Provided information →
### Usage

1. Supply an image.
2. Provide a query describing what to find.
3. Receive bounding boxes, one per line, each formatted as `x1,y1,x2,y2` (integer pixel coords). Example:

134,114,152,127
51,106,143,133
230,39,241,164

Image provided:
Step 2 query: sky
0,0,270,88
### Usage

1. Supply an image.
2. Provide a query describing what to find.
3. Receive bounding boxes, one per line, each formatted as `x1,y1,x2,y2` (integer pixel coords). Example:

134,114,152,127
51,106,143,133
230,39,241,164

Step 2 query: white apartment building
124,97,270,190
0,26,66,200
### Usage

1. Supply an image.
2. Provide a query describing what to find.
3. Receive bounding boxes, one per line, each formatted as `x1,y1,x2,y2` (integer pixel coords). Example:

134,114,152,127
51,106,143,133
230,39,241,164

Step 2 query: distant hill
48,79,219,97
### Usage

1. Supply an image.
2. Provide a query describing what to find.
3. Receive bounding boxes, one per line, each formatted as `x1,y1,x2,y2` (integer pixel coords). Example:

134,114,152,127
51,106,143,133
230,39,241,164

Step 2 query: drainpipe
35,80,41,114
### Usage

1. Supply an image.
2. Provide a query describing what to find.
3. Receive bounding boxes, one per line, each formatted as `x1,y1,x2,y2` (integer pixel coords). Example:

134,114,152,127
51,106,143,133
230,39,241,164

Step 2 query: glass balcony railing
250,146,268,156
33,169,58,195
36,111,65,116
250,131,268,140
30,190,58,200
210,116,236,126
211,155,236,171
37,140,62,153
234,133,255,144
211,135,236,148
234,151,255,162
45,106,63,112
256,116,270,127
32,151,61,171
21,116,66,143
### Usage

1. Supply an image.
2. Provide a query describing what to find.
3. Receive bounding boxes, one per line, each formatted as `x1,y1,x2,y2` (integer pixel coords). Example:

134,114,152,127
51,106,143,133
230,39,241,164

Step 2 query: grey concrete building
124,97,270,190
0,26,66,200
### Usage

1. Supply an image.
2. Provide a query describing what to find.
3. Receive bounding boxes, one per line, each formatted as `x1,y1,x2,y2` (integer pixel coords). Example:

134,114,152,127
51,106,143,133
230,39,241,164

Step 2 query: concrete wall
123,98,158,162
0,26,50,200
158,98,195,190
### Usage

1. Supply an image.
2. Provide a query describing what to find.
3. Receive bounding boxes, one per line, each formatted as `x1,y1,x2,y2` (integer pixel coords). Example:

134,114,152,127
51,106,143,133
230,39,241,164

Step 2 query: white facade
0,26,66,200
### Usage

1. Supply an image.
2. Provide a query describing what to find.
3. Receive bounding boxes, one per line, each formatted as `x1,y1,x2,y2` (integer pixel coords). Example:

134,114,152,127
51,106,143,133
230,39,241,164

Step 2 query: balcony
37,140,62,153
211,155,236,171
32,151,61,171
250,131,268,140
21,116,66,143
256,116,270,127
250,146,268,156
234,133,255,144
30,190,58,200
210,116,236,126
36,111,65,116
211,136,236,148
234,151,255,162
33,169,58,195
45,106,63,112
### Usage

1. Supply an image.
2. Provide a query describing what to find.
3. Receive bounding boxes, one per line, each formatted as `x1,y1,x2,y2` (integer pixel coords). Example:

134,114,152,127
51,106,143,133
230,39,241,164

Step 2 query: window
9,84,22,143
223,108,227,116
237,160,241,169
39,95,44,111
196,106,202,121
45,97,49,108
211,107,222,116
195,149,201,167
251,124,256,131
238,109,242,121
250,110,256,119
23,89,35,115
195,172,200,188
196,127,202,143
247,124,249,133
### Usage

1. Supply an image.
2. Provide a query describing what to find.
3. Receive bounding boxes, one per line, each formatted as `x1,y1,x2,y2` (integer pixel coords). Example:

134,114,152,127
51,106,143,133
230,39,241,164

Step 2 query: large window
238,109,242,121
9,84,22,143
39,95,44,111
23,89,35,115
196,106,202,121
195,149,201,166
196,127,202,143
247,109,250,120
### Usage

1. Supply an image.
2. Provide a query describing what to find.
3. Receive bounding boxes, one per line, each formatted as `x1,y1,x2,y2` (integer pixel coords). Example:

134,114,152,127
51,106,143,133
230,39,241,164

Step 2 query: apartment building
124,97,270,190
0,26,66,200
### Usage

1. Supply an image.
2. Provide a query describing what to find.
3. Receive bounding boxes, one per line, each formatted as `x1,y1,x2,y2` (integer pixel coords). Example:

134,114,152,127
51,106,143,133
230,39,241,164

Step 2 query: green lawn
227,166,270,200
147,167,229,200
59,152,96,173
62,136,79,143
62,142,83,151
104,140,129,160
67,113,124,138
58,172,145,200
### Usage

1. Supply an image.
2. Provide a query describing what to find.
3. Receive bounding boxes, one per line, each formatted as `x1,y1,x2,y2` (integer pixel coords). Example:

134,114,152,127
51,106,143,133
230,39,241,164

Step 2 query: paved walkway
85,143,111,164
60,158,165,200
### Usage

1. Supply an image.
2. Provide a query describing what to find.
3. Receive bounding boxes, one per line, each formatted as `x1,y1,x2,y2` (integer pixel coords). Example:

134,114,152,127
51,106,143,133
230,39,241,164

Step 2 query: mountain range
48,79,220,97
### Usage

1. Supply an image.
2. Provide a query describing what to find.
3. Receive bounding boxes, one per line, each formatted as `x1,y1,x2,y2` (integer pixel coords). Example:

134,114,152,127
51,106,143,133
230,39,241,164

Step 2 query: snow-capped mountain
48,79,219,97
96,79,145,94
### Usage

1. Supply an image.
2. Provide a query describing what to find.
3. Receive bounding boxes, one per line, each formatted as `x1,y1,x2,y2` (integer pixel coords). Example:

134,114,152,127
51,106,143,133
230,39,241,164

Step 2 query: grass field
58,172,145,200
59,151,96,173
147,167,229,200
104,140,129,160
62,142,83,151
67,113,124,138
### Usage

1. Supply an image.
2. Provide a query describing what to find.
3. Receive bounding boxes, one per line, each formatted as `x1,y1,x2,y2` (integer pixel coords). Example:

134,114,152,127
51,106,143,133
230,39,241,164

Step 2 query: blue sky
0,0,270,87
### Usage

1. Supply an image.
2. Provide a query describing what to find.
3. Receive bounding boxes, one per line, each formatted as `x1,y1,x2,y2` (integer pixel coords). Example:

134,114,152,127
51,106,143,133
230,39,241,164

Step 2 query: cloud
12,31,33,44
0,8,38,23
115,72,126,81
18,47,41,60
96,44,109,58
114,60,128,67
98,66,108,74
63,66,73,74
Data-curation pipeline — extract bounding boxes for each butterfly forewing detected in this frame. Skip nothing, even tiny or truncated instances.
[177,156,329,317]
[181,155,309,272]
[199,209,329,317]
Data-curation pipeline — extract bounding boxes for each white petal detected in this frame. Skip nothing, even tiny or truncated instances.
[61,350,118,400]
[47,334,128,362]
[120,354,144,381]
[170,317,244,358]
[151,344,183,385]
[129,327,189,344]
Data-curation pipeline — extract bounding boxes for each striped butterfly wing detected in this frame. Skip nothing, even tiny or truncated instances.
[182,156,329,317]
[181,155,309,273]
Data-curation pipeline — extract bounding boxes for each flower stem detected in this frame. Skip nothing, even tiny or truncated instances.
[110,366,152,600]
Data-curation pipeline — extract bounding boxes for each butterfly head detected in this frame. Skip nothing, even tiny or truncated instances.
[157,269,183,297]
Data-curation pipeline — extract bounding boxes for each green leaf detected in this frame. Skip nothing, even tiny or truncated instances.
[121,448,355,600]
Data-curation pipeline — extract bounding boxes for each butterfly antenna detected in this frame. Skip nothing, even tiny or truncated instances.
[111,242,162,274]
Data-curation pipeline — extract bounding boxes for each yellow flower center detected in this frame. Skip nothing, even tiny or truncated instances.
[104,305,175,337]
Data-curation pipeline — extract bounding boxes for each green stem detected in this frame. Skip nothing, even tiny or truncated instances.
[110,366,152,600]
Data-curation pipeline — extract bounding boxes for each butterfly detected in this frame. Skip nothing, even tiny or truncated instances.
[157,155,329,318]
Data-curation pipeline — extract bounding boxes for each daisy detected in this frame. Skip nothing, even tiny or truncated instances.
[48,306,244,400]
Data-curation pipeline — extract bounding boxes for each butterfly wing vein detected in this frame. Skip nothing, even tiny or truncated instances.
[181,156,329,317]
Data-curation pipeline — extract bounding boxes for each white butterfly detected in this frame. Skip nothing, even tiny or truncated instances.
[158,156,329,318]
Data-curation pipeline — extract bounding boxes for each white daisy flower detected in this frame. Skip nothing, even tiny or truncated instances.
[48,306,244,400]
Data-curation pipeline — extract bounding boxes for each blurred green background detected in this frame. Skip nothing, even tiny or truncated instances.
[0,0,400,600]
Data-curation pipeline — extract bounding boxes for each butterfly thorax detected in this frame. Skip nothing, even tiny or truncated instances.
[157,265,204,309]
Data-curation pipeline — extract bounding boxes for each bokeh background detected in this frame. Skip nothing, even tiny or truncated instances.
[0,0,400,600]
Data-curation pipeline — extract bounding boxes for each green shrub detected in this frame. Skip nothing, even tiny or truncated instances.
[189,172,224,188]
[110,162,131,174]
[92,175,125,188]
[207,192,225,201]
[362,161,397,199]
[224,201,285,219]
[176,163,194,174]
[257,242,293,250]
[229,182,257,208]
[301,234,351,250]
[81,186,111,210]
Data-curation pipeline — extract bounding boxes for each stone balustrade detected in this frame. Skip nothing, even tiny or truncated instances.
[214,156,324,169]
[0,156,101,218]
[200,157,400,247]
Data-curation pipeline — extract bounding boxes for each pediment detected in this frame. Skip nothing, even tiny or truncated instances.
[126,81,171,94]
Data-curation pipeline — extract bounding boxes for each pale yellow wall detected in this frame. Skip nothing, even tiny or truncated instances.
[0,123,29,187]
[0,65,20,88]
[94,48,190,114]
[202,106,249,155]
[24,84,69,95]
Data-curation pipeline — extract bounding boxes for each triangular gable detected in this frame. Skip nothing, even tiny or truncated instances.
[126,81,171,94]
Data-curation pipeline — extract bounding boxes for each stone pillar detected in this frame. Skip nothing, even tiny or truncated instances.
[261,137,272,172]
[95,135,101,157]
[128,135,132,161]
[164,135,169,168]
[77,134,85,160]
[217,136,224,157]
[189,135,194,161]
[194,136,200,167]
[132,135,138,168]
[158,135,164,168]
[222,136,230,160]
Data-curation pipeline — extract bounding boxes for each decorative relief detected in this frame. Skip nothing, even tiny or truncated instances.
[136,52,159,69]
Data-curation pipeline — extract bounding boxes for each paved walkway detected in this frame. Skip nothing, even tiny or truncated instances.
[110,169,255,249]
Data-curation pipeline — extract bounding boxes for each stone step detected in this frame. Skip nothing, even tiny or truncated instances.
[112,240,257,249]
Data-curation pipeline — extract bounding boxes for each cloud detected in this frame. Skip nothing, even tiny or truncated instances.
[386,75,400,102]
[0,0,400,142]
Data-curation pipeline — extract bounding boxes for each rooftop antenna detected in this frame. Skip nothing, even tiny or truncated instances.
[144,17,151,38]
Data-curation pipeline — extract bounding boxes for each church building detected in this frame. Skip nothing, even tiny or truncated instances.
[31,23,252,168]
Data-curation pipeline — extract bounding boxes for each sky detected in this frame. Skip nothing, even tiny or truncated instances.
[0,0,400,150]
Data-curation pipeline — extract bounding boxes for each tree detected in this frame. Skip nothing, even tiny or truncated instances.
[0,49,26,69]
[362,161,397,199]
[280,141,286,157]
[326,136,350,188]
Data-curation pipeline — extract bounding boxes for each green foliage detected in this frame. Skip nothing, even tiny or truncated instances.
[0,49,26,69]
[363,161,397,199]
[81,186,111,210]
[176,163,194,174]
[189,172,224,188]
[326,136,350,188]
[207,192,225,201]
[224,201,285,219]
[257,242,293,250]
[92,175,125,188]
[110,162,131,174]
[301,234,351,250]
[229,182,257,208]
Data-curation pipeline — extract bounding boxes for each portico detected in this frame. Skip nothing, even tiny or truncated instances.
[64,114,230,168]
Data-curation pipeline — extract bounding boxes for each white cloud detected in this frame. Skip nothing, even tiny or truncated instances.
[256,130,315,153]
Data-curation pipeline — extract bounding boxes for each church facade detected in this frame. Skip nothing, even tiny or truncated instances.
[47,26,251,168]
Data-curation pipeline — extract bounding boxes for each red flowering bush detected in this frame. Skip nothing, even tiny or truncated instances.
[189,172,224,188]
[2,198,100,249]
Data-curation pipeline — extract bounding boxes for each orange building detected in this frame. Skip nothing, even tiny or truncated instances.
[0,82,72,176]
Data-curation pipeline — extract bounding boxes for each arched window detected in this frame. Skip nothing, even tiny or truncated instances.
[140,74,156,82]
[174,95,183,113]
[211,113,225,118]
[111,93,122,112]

Work instructions → Quote the entries from the line containing "Data-curation pipeline — extract bounding boxes for each yellow" through the line containing "[104,305,175,337]", both included, reproducing them without any change.

Task result →
Data-curation pipeline — extract bounding boxes for each yellow flower center detected in this frame. Skip nothing, even tiny or truncated instances.
[104,305,175,337]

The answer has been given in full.